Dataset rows
--------------------------------

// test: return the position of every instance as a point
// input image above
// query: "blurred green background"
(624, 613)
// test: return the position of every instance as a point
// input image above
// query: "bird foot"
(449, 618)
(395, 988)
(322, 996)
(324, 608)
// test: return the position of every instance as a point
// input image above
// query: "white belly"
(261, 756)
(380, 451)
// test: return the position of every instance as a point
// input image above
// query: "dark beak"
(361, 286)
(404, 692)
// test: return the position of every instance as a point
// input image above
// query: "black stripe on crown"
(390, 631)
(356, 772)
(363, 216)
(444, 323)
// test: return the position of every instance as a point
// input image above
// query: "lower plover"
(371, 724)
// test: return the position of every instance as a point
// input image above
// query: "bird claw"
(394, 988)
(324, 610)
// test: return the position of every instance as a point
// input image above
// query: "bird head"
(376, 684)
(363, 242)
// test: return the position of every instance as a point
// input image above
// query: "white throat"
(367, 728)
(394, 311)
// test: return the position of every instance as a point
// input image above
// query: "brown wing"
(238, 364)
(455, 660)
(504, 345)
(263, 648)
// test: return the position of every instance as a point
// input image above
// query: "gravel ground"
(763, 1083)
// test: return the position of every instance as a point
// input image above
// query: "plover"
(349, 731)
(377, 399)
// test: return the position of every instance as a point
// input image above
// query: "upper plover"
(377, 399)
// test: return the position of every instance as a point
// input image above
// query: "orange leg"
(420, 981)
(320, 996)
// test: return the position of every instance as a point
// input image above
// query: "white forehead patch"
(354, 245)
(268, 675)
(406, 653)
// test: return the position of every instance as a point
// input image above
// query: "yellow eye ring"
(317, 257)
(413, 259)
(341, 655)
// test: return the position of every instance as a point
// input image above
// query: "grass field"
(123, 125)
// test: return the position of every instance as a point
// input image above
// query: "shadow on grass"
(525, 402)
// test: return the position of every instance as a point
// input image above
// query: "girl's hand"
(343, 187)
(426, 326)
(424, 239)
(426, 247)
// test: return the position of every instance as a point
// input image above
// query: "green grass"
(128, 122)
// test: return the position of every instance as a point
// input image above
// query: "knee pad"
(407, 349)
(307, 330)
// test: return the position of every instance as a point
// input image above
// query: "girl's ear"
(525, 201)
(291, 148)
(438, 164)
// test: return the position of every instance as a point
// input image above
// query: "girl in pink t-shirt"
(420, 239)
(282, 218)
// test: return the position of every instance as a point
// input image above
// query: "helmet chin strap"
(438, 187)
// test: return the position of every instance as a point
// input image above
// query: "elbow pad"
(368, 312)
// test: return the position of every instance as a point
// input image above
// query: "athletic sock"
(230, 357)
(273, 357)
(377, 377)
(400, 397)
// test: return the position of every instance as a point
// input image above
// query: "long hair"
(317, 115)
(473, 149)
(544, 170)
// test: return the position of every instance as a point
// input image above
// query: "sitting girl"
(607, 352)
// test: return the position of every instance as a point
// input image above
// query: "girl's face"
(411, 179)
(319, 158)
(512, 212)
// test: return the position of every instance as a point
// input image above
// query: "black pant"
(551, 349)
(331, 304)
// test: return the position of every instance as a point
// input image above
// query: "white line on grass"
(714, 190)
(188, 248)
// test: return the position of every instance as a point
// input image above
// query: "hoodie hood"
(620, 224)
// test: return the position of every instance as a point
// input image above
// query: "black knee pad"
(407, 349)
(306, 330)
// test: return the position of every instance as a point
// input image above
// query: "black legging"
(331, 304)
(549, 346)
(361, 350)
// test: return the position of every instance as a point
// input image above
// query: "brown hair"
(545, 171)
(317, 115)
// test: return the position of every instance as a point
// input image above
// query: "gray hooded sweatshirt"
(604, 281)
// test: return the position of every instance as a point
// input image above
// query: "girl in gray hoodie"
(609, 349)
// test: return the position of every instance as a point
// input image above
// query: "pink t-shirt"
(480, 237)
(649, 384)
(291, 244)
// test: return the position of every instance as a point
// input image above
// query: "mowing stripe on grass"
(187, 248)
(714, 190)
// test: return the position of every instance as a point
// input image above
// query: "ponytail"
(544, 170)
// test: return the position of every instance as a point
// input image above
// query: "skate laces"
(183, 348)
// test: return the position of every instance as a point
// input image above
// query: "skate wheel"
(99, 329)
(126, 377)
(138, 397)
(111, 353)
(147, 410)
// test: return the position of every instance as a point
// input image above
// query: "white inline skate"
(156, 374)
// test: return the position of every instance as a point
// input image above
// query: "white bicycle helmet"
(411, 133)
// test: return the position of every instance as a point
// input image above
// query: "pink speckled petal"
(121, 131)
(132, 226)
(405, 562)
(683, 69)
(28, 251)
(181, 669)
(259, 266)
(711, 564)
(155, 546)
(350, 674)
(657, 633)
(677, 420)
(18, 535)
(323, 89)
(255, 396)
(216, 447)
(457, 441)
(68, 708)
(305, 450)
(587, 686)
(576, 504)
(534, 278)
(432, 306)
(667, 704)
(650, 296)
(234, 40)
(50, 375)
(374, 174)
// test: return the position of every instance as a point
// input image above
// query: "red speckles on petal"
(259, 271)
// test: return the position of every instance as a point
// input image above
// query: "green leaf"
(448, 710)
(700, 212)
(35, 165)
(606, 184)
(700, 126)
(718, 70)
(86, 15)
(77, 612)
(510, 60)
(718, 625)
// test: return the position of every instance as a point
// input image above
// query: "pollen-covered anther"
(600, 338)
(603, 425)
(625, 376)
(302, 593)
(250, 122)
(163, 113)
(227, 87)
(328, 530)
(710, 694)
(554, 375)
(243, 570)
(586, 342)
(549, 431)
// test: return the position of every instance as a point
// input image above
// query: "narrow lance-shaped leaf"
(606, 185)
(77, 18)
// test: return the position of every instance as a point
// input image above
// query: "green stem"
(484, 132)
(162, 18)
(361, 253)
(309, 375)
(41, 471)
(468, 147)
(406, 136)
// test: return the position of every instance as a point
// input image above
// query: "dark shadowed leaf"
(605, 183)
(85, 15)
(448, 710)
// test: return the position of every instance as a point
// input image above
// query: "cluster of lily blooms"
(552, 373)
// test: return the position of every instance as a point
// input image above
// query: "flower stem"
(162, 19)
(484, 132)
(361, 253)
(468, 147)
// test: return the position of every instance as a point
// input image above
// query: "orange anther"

--------------------------------

**Task brief**. Locate each line in the records above that contains the string "hoodie" and copy those lines out. Case counts when matching.

**Full output**.
// query: "hoodie hood"
// query: "girl in gray hoodie"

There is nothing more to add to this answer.